Aim of the task
Format the lines from the one containing "the woman with" up to and including the one containing "[(307, 151)]" as a Markdown table with the columns Row and Line, numbering each row and omitting blank lines.

(Dataset lines on where objects appear)
>> begin

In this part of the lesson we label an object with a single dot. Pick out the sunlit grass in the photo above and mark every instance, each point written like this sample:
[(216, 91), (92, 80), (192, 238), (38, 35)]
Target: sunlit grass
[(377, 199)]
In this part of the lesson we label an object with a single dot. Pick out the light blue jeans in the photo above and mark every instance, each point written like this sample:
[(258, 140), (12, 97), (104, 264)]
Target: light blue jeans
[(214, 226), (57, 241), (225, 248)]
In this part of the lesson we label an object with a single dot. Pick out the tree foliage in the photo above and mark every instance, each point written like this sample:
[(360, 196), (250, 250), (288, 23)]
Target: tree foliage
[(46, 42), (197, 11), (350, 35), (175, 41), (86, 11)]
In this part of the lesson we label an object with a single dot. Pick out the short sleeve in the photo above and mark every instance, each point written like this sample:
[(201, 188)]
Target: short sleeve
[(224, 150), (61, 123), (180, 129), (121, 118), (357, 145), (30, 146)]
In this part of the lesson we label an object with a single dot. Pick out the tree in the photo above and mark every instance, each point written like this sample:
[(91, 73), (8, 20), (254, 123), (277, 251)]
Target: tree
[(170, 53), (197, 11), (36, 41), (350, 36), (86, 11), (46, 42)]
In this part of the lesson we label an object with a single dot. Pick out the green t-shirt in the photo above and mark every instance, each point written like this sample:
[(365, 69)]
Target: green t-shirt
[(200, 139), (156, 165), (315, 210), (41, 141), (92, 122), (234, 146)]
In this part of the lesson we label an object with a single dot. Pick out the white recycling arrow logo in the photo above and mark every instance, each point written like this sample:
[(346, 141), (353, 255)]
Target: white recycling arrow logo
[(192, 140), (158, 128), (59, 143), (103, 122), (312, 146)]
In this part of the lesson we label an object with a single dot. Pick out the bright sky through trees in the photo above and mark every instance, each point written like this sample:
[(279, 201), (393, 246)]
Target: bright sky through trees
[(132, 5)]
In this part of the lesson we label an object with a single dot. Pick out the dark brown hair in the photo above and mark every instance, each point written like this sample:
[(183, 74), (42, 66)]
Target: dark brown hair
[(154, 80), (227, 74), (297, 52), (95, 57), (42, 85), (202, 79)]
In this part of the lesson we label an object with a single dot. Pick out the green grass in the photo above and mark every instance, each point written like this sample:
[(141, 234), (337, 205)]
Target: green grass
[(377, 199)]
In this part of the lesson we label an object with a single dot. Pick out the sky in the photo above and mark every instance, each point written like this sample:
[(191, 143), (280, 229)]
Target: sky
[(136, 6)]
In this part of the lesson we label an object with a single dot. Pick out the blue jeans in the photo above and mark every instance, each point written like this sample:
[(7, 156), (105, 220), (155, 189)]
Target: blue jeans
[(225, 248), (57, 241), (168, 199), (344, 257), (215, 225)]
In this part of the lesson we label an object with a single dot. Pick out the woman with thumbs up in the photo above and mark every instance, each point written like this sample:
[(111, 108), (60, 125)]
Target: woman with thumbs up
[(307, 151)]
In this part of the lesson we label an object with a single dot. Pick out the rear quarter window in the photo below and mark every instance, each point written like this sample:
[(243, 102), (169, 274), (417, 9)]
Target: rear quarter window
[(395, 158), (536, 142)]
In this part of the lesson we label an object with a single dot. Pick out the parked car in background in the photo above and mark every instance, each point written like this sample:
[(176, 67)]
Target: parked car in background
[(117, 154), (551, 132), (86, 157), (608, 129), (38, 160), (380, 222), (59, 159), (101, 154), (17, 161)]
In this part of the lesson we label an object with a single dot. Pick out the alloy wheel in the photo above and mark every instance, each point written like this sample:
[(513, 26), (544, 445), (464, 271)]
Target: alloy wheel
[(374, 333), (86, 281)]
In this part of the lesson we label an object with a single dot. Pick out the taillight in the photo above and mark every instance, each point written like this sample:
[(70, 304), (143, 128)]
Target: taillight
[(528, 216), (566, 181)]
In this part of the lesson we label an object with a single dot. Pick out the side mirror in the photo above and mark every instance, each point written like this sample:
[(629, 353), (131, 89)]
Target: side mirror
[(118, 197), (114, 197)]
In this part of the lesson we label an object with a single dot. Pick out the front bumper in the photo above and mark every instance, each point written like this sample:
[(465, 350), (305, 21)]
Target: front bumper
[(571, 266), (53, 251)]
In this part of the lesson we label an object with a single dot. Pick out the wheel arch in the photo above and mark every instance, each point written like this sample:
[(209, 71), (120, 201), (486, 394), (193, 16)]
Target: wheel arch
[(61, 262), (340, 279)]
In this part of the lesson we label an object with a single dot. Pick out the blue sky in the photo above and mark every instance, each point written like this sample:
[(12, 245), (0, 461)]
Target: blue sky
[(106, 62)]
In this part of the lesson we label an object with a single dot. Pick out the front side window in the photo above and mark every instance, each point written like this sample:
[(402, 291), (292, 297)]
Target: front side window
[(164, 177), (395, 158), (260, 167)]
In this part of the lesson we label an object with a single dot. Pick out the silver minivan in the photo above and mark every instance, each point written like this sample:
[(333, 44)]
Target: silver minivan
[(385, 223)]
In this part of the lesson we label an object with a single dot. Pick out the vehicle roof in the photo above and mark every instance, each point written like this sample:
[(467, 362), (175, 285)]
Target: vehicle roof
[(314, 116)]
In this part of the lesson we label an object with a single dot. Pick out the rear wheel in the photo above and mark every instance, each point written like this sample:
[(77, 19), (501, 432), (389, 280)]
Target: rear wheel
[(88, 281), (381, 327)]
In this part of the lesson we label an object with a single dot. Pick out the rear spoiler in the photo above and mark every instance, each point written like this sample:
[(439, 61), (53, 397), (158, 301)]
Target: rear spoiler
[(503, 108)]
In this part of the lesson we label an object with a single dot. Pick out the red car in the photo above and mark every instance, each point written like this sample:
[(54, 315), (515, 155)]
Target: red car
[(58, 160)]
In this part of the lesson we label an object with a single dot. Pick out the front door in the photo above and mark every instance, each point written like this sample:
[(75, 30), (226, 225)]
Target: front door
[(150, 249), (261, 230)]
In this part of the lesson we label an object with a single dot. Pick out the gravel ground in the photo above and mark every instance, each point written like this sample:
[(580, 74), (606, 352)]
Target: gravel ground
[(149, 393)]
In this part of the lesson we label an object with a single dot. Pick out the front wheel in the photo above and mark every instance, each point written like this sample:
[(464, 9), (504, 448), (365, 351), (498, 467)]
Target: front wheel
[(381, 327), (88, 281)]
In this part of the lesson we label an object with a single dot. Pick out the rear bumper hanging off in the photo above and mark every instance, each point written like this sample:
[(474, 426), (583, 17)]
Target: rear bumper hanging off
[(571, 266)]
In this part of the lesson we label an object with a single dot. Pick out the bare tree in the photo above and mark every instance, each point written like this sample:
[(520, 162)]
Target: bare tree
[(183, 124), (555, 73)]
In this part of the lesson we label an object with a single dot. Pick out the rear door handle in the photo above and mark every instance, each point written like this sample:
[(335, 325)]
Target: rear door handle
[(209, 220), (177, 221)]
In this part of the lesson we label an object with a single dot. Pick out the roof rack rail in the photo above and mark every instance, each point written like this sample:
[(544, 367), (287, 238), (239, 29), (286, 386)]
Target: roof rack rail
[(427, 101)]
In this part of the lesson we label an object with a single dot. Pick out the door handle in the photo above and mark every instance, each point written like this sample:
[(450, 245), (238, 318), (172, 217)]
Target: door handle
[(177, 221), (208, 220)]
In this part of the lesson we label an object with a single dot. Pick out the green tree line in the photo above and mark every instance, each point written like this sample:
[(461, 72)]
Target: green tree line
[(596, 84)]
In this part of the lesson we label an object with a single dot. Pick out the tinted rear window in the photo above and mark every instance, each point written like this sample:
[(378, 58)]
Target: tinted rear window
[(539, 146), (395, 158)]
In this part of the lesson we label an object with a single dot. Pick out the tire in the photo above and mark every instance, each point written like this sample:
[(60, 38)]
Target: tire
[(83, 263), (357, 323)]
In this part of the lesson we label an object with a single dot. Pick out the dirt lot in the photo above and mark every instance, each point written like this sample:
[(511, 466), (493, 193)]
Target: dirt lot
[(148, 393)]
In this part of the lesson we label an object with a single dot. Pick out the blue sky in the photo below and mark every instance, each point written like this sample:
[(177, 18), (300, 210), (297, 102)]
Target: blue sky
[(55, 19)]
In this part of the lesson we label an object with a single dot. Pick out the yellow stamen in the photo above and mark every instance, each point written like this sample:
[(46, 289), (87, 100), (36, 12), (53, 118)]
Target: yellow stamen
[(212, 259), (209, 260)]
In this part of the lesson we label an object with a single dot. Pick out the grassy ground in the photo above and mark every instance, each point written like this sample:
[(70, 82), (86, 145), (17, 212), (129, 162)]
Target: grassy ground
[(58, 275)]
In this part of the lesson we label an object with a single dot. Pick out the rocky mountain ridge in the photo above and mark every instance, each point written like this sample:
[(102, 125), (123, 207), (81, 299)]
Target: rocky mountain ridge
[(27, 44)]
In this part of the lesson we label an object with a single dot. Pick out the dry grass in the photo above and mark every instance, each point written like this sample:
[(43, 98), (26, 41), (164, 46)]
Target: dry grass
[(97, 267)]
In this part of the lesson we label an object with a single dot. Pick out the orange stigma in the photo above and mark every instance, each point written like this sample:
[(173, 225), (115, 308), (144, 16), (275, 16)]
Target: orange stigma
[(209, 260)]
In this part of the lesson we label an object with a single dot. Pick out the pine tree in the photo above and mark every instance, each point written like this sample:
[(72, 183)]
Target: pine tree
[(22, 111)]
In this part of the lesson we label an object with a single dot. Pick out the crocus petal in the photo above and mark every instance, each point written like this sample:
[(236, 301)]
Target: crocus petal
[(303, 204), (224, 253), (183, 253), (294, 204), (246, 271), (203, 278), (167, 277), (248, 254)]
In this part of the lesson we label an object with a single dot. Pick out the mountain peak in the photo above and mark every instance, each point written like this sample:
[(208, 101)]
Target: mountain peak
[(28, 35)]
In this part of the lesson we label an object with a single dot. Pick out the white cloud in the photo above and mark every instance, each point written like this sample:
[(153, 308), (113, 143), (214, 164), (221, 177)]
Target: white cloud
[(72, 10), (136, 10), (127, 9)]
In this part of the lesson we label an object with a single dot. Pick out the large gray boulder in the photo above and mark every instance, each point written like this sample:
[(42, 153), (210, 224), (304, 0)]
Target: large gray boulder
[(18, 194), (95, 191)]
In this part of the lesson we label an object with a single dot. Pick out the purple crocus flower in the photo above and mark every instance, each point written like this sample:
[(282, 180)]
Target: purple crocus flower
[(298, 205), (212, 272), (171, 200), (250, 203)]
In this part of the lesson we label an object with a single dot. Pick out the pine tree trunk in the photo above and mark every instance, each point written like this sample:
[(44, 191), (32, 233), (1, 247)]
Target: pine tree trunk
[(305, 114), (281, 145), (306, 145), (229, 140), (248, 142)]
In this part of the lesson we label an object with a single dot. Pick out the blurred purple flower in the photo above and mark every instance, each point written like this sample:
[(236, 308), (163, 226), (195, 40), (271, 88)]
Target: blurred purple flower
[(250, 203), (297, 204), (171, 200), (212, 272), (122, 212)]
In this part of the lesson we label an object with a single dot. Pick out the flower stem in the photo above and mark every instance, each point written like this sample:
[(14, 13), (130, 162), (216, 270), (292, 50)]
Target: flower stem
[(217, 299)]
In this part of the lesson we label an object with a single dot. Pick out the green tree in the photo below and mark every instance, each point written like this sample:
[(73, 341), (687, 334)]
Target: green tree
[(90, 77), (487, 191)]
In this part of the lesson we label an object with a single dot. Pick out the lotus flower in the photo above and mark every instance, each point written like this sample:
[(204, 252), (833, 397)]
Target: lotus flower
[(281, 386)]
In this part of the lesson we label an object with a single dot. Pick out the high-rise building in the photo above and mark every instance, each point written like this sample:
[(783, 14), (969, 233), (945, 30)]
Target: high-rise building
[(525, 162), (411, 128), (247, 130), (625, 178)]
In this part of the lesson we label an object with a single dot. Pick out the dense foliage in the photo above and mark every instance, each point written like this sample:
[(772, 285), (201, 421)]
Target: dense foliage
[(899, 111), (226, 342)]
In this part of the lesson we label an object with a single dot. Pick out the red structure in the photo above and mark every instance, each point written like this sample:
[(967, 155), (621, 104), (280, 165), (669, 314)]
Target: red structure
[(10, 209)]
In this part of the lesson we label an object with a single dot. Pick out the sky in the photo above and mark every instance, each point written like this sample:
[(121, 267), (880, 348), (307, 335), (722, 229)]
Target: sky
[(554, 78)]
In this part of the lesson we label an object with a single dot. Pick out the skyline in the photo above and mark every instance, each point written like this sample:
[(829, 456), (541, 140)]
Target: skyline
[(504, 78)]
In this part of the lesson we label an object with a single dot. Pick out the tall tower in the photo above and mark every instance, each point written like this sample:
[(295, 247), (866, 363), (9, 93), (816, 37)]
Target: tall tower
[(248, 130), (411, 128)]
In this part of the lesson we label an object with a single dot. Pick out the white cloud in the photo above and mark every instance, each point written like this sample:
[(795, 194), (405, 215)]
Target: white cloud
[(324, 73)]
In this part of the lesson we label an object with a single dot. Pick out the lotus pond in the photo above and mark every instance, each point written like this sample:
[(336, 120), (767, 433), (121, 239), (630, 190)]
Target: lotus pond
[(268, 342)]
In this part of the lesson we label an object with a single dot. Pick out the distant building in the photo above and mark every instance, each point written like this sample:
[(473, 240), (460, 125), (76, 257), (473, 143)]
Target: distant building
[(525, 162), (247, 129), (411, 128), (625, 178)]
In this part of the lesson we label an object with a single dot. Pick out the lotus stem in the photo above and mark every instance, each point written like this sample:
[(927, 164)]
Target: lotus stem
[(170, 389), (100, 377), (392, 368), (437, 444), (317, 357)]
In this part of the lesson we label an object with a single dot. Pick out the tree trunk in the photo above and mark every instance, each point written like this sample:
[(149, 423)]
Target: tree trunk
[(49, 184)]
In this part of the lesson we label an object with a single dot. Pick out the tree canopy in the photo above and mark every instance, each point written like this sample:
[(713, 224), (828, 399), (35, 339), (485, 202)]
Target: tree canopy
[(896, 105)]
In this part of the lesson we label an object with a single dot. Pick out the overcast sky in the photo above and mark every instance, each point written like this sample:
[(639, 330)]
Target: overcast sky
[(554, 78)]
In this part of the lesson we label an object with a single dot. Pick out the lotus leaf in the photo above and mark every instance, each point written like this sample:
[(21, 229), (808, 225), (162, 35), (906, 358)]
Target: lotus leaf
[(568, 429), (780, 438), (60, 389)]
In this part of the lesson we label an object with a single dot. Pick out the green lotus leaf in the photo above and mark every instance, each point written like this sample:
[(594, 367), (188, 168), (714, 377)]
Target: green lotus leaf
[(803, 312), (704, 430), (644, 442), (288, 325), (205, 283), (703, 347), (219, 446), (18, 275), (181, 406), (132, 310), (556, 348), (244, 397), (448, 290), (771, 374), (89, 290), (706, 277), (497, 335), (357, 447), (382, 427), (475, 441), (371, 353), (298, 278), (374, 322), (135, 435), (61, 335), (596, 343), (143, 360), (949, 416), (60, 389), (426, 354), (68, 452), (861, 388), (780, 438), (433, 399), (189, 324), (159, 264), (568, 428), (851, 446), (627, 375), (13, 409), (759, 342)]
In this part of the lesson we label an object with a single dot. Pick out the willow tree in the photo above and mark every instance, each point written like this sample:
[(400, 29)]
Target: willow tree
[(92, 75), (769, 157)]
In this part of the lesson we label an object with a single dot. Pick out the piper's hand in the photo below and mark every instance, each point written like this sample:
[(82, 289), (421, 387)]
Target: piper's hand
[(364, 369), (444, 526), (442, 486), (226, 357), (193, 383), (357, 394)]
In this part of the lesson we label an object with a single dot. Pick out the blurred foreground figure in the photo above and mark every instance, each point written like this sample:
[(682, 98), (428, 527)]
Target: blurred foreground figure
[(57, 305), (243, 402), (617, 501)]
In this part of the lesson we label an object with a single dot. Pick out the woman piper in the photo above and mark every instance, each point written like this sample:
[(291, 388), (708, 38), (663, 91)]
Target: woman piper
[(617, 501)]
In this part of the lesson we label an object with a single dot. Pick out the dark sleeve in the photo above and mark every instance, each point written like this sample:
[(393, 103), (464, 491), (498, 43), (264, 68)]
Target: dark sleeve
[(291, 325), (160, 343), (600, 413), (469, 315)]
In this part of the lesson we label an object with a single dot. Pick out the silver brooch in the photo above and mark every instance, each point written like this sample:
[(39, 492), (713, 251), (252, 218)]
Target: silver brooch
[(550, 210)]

>> end

Answer to this exercise
| Row | Line |
|---|---|
| 1 | In this part of the lesson we label an object with a single dot. Pick out the woman with thumbs up in the photo above and mark every instance, each point written like this sample: |
| 2 | [(111, 108), (60, 125)] |
| 3 | Target: woman with thumbs up |
| 4 | [(307, 151)] |